■ Directions
Could you echo every line of the records below back verbatim, leaving each character unchanged?

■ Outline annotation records

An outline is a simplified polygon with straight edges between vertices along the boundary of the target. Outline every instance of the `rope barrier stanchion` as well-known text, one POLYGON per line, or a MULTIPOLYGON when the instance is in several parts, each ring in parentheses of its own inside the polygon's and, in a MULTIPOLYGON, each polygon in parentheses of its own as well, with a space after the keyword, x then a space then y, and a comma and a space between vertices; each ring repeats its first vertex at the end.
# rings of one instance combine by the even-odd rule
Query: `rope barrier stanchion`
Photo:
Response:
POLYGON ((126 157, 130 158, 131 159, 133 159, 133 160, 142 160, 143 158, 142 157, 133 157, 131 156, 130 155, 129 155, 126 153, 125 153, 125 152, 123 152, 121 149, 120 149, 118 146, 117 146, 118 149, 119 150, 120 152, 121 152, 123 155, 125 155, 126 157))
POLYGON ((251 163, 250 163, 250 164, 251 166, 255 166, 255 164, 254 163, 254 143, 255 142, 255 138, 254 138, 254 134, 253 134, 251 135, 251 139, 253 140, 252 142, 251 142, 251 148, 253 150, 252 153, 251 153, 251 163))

■ Written solution
An outline is a simplified polygon with straight edges between vertices along the boundary of the target. Outline every instance of the `rope barrier stanchion` as well-known text, one POLYGON per line, or a MULTIPOLYGON when the instance is in several parts, each ring in parentheses of its own inside the polygon's and, in a MULTIPOLYGON, each polygon in parentheses of its own as well, with a space after the keyword, x then a space then y, and a comma and a space between vertices; each ring repeats its first vertex at the end.
# rings of one instance combine by the even-odd rule
Query: `rope barrier stanchion`
Photo:
Response:
POLYGON ((126 157, 130 158, 131 159, 133 159, 133 160, 142 160, 143 158, 142 157, 133 157, 131 156, 130 155, 129 155, 126 153, 125 153, 125 152, 123 152, 121 149, 120 149, 118 146, 117 146, 118 149, 119 150, 120 152, 121 152, 123 155, 125 155, 126 157))
POLYGON ((251 163, 250 163, 250 164, 251 166, 255 166, 255 164, 254 163, 254 143, 255 142, 255 138, 254 138, 254 134, 253 134, 251 135, 251 139, 253 140, 252 142, 251 142, 251 148, 253 150, 252 153, 251 153, 251 163))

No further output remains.